Mas um ano após o início da pandemia de Covid-19, o alcance desta relação perigosa ainda está longe de desvendado. A baralhar as contas, muitos dos que desenvolvem diabetes durante ou após a Covid-19 já têm fatores de risco, como a obesidade ou história familiar. Níveis elevados de glucose no sangue são igualmente comuns entre as pessoas que tomam dexametasona, um esteroide de primeira linha usado contra a Covid-19. A grande questão é que também ocorreram muitos casos em doentes sem fatores de risco conhecidos. E alguns casos desenvolveram-se meses após o organismo ter eliminado o vírus.
John Kunkel, um executivo bancário de 47 anos, em Evening Shade, Ark., foi um dos chamados casos-surpresa. Conta o The Washington Post que foi hospitalizado com Covid-19 no início de julho. De regresso a casa, durante uma visita de acompanhamento do seu médico, soube que tinha níveis perigosamente elevados de glicose no sangue e foi readmitido. E foi diagnosticado com diabetes tipo 2. “Fiquei muito impressionado porque não tinha quaisquer problemas de saúde antes”, confessou ao diário americano. Desde que foi infetado, já fez cinco visitas às urgências e foi sujeito a três internamentos hospitalares. Com tantos problemas de saúde, não conseguiu voltar ao trabalho e perdeu o emprego. “Será que vou recuperar a minha vida?”, questiona-se. Mas a resposta que mais tem recebido é “Ninguém sabe”.
Efeito direto?
Os números a uma escala maior não são mais animadores. Segundo uma análise global, publicada no final de 2020 na revista Diabetes, Obesidade e Metabolismo, um grupo de investigadores analisou ao detalhe os mais diversos relatos de hiperglicemia descontrolada, ou de glicemia elevada, em mais de 3 700 pacientes de oito estudos. Embora aqueles diagnósticos pudessem ser o resultado de uma resposta já observada em doenças desta gravidade, os autores foram mais longe, insistindo que “um efeito direto da Covid-19″ deve também “ser considerado” – e isto por causa das doses excecionalmente elevadas de insulina que os diabéticos infetados geralmente necessitam e pelas complicações perigosas que desenvolvem.

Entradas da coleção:

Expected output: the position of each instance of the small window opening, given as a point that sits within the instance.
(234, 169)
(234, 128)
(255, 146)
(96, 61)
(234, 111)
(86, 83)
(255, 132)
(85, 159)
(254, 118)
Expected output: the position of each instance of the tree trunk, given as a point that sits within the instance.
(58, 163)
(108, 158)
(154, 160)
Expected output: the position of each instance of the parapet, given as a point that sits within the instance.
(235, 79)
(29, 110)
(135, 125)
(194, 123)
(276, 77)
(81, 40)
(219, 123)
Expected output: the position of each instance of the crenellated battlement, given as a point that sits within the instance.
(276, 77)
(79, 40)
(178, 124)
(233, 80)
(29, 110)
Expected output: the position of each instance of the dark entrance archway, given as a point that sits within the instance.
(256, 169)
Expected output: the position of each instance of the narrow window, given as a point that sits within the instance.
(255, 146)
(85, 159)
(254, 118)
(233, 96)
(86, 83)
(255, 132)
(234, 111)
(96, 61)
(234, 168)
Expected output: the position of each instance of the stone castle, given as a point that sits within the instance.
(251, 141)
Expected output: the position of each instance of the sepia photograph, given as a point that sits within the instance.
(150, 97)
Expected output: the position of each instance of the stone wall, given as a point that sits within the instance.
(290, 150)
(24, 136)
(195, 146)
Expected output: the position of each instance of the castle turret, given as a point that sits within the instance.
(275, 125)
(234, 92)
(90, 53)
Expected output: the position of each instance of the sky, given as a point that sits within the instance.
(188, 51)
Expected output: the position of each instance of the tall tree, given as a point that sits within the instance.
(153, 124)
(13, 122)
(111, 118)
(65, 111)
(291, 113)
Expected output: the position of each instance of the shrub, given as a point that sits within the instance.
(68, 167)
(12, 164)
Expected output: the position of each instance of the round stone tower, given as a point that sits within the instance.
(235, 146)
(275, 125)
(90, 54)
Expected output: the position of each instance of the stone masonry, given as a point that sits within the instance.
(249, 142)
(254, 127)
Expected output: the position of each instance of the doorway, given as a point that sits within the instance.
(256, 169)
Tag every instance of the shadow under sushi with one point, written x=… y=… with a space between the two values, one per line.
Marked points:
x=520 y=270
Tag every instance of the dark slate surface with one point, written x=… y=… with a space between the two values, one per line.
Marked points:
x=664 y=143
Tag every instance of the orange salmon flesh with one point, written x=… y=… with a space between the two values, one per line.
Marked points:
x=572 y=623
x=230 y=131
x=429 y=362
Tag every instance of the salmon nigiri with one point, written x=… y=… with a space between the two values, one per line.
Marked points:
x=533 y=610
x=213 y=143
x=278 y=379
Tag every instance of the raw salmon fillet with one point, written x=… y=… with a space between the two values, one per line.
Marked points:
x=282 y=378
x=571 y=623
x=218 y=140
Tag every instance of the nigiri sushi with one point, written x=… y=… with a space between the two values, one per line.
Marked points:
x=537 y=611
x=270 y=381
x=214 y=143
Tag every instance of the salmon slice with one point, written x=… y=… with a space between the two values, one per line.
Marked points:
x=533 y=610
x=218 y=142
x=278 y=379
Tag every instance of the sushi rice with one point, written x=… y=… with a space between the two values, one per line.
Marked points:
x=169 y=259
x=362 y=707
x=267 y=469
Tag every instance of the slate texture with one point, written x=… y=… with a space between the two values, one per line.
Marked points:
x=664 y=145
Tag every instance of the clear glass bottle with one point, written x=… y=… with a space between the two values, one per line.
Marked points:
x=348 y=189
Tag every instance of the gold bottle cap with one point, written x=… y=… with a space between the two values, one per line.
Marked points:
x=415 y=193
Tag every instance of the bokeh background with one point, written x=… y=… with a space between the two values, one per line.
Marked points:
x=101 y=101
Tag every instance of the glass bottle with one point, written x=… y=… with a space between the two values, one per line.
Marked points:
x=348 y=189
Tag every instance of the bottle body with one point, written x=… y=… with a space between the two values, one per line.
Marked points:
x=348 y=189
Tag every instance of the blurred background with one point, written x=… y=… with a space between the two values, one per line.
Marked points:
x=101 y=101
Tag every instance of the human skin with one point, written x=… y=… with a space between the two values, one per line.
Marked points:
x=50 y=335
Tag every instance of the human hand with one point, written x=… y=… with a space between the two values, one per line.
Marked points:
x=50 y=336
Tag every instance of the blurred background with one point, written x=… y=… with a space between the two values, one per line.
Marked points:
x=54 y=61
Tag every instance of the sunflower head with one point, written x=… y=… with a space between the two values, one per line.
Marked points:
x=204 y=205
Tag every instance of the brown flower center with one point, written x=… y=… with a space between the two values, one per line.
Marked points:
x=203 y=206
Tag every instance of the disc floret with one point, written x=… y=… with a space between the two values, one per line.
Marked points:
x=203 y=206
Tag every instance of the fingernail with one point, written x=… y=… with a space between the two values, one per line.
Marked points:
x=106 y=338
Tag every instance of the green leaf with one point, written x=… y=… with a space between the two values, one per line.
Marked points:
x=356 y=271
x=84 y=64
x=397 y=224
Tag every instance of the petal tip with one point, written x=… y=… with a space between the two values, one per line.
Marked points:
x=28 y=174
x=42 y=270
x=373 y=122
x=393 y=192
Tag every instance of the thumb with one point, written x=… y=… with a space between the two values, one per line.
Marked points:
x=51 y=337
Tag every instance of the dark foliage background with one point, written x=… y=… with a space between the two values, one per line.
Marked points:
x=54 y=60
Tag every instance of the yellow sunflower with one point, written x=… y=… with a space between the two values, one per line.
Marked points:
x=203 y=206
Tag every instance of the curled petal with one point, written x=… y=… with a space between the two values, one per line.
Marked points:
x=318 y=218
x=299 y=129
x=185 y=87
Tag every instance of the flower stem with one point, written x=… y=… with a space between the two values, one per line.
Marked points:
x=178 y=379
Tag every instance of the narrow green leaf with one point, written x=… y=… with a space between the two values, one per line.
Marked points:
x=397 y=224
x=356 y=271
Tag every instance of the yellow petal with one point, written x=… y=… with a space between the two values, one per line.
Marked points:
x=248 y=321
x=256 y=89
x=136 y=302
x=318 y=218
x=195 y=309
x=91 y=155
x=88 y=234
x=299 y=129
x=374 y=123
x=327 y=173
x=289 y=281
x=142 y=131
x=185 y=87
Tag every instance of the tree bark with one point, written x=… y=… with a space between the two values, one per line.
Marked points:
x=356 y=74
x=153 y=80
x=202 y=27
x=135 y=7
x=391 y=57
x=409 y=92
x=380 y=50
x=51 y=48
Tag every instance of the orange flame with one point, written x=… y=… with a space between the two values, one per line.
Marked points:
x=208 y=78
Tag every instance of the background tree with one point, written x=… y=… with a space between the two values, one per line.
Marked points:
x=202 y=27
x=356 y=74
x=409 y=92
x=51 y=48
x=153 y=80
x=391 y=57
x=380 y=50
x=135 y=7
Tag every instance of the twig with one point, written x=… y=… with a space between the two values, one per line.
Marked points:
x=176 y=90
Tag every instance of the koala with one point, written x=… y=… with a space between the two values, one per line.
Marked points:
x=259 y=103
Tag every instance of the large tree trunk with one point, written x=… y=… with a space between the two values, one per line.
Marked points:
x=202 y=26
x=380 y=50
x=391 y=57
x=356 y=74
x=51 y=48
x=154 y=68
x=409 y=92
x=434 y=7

§ Tarefa a realizar A
Reescreva de forma mais breve o parágrafo do texto sobre a Covid-19 e a diabetes que começa por «John Kunkel, um executivo bancário», mantendo os factos principais.
§ Tarefa a realizar B
Prossiga, por favor, o texto sobre a Covid-19 e a diabetes a partir da última frase apresentada.

§ Resultado da tarefa A
John Kunkel, executivo bancário de 47 anos de Evening Shade, Ark., foi hospitalizado com Covid-19 no início de julho, segundo o The Washington Post. Já em casa, numa consulta de acompanhamento, soube que tinha glicose no sangue perigosamente elevada, foi readmitido e recebeu o diagnóstico de diabetes tipo 2, apesar de antes não ter problemas de saúde. Desde a infeção, foi cinco vezes às urgências e esteve internado três vezes. Não conseguiu voltar ao trabalho e perdeu o emprego. Pergunta-se se vai recuperar a sua vida, mas a resposta que mais recebe é «Ninguém sabe».

§ Resultado da tarefa B
É verdade que ainda não compreendem exatamente o mecanismo que a doença usa para desencadear a diabetes – nem como avaliar se o caso é temporário ou pode tornar-se permanente. Ou se terá gerado um novo tipo de diabetes. Oiça-se então o que diz Francesco Rubino, professor de cirurgia da diabetes no King’s College, em Londres, no Reino Unido, outro especialista convencido de que existe uma ligação subjacente entre as duas doenças. Foi ele que no verão passado lançou a iniciativa da avaliação dos pacientes com diabetes associada à Covid-19. Mal a notícia foi dada a conhecer, por um editorial do New England Journal of Medicine, mais de 350 instituições de todo o mundo responderam, mostrando disponibilidade para colaborar no projeto, uma base de dados que continua a funcionar. “Precisamos de estudar mais o que se passa. Mas é cada vez mais incontornável que temos um problema real com a Covid-19 e a diabetes”, sustenta.
A agravar o cenário, emerge ainda outra grande questão: é que alguns dos casos comunicados à sua base de dados não se enquadram no perfil de habitual da diabetes Tipo 1 nem Tipo 2. Ou seja, normalmente, um paciente com um tipo de diabetes irá experimentar complicações específicas. Mas nos doentes com Covid-19, essa distinção é mais difícil de fazer. Ou como acredita Rubino, “parece haver uma forma híbrida que ainda não compreendemos” – daí estar já a aproveitar a divulgação da notícia para angariar mais colaboradores do projeto que permita conhecer melhor o mecanismo da Covid-19 que poderá estar a incentivar a diabetes.